■ Document segment:
# # #
He had been struggling to breathe some so the docs had put him on a Bi-Pap machine and also given him a couple of new meds to help. But even with all of that, this morning, the respiratory therapist and the pulmonary doctor decided it was in his best interest to put him back on the respirator. I can attest to the fact that Dad was having some pain from his incision site and that he was having a hard time getting a deep breath. He wouldn't tell my mom and I that he had any pain but he wasn't shy about telling the nurses. Just yesterday, I asked him if he was hurting very much and he said, 'Not right now.' A few minutes later, the nurse came in and Dad asked for pain meds...

Because of the tube in his throat, the docs have him sedated a bit so he won't pull out the tube, he gets adequate rest for his body to heal a bit better and he can't talk to us at all. He is responding to our questions and he opens his eyes when we talk directly to him.

My brother and Kit came up from Houston tonight so we'll get to spend some 'quality time' in the ICU. We want to make sure Daddy gets his rest but we also want him to know that they came back up to check on him.

Every day, Eli has been asking for Grandma and Grandad. (Yes, he even says at the 'hosipital' when he's asking! The little smarty!) I was really hoping to take him to the hospital to see Daddy this weekend. But, as long as he's in ICU, Eli can't visit him.

Hint for today: I learned this morning that Dad didn't have his thyroid checked at his regular physical in April. It isn't something that is automatically checked and Dad had no history of thyroid problems in his family, so it wasn't done. Please, please, please when you have your annual exams, have your thyroid checked. It's a simple test and it would be worth the time.

Tuesday, August 18, 2009

Off the ventilator!

I was so hoping (praying) today would be the day that Daddy was able to get off the ventilator and breathe on his own. And, he did! I wasn't there when they took the tubes and stuff out of his throat but Mom was, of course. I went over at my lunch break to see him for myself. I just couldn't wait to kiss his cheek and remind him how much I love him.
# # #
■ Exercise brief: Decide whether each statement agrees with the hospital updates, answering yes or no and quoting the deciding words: 1. Eli may visit his grandfather while he is in ICU. 2. Dad's thyroid was not checked at his April physical. 3. The writer was present when the tubes came out of Dad's throat. The records are separate material, unrelated to the hospital updates.
# # #
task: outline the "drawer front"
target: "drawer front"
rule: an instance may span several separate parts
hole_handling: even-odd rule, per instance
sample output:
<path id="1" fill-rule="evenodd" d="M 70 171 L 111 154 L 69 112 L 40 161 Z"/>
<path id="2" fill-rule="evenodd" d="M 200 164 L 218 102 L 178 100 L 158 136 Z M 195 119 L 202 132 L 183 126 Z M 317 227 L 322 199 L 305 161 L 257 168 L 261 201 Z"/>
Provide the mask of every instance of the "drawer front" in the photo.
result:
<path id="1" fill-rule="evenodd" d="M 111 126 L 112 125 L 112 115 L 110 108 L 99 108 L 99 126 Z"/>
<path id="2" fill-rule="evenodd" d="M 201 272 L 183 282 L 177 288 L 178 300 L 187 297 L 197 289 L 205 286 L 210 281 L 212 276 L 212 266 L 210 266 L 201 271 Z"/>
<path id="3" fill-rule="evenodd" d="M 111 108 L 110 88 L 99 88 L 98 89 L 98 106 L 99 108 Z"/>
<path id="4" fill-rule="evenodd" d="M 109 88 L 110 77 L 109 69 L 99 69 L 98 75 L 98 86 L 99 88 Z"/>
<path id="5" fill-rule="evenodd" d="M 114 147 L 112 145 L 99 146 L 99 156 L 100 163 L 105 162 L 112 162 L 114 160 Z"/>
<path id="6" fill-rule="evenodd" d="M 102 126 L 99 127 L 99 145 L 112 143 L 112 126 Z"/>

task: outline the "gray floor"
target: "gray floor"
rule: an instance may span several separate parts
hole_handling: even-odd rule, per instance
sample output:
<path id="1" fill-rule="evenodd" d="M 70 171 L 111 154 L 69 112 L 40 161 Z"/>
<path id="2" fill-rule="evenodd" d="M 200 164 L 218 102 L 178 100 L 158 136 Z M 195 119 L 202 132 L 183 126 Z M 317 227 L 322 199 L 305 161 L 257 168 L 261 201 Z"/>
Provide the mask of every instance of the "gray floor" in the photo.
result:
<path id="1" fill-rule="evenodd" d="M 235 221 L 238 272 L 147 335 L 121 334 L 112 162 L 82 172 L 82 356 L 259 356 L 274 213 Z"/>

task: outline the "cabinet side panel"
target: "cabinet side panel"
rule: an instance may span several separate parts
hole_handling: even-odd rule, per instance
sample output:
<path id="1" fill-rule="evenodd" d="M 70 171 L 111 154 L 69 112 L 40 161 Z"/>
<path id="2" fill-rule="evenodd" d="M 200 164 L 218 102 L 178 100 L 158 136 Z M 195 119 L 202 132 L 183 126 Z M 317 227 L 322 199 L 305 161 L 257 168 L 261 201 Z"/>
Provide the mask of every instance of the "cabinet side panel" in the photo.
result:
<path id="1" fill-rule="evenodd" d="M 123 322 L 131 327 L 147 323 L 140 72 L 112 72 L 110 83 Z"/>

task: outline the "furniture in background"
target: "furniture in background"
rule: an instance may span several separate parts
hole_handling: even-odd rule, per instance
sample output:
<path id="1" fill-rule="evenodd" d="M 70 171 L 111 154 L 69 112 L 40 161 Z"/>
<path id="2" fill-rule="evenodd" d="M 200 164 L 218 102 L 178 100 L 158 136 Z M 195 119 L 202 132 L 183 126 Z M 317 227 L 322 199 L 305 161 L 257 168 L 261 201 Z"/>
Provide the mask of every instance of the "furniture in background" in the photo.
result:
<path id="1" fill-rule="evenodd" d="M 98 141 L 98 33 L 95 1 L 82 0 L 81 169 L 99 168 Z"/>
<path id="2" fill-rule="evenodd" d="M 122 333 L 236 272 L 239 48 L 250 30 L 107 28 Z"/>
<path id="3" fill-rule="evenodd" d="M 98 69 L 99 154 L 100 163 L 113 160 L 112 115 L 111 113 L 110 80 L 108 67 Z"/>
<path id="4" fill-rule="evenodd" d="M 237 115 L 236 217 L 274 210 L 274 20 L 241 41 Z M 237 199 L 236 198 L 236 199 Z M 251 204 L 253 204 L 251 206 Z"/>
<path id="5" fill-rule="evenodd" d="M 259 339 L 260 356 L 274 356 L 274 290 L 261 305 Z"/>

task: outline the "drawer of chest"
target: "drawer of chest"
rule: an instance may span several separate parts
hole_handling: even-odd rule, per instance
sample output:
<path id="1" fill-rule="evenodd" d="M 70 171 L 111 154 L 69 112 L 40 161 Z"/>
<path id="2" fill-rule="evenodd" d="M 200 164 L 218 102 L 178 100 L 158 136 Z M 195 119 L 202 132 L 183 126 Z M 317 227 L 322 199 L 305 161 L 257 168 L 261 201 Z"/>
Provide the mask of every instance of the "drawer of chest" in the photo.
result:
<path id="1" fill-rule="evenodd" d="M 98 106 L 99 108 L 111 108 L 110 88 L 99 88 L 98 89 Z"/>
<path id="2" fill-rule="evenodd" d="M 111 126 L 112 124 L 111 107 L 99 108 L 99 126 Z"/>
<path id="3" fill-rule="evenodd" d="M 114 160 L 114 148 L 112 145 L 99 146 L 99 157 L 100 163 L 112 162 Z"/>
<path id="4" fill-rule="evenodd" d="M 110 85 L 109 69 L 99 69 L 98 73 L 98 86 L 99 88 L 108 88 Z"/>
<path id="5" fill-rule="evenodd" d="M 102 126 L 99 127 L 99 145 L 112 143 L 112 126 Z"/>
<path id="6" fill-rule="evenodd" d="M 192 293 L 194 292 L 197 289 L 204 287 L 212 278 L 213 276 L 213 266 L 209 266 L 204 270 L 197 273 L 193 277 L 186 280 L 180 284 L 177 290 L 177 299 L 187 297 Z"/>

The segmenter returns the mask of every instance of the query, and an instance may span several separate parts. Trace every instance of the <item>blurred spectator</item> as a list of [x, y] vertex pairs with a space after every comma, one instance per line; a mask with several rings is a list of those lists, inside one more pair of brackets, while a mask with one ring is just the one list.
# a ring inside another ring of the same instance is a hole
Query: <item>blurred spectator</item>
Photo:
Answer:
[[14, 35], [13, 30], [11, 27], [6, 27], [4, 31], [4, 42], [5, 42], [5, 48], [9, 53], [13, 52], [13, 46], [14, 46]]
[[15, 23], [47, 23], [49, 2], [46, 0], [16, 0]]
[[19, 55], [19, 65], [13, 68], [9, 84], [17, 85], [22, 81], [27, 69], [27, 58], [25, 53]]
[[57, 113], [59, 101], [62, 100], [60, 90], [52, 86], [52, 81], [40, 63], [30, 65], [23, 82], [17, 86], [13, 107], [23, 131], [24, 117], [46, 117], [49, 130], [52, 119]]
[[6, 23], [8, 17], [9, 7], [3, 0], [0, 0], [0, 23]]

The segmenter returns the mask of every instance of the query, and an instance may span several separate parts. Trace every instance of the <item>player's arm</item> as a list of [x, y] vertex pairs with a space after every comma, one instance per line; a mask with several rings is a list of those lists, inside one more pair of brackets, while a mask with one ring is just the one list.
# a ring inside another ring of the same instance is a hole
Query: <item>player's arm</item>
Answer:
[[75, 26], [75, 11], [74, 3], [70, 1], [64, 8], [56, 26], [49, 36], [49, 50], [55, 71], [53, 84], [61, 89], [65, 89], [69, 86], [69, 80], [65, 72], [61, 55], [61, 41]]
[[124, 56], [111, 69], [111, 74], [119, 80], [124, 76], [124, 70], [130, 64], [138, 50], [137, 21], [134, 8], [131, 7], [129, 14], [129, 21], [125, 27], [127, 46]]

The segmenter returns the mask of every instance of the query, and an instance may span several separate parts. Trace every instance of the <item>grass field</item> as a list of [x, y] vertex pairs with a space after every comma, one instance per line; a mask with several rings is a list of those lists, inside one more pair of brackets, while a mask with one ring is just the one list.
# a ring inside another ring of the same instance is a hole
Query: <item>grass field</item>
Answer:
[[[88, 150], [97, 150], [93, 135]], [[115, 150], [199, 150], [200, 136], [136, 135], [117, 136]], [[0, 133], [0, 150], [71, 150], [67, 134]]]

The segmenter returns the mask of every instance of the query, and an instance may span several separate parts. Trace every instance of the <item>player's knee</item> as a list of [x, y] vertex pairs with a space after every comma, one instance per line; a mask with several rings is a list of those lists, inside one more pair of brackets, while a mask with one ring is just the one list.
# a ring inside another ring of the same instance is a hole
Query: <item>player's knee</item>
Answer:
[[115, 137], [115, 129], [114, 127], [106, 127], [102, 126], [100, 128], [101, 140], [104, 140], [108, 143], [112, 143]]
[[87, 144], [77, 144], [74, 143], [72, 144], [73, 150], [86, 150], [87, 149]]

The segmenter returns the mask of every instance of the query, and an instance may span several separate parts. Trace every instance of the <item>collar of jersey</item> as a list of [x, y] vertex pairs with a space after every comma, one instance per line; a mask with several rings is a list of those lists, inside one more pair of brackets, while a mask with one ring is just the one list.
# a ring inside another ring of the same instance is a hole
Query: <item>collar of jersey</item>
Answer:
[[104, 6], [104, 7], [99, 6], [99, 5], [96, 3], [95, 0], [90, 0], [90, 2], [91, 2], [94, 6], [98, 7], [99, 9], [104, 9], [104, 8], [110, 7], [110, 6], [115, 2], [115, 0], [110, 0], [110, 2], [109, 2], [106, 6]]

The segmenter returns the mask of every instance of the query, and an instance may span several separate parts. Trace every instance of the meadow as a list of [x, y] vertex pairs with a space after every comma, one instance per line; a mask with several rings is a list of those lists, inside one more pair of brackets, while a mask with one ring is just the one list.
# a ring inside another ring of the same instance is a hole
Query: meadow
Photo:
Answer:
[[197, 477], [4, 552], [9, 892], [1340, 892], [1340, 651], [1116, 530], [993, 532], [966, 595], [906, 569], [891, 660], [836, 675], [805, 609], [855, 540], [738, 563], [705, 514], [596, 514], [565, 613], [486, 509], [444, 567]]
# # #
■ Solution to this exercise:
1. No: "as long as he's in ICU, Eli can't visit him."
2. Yes: "Dad didn't have his thyroid checked at his regular physical in April."
3. No: "I wasn't there when they took the tubes and stuff out of his throat"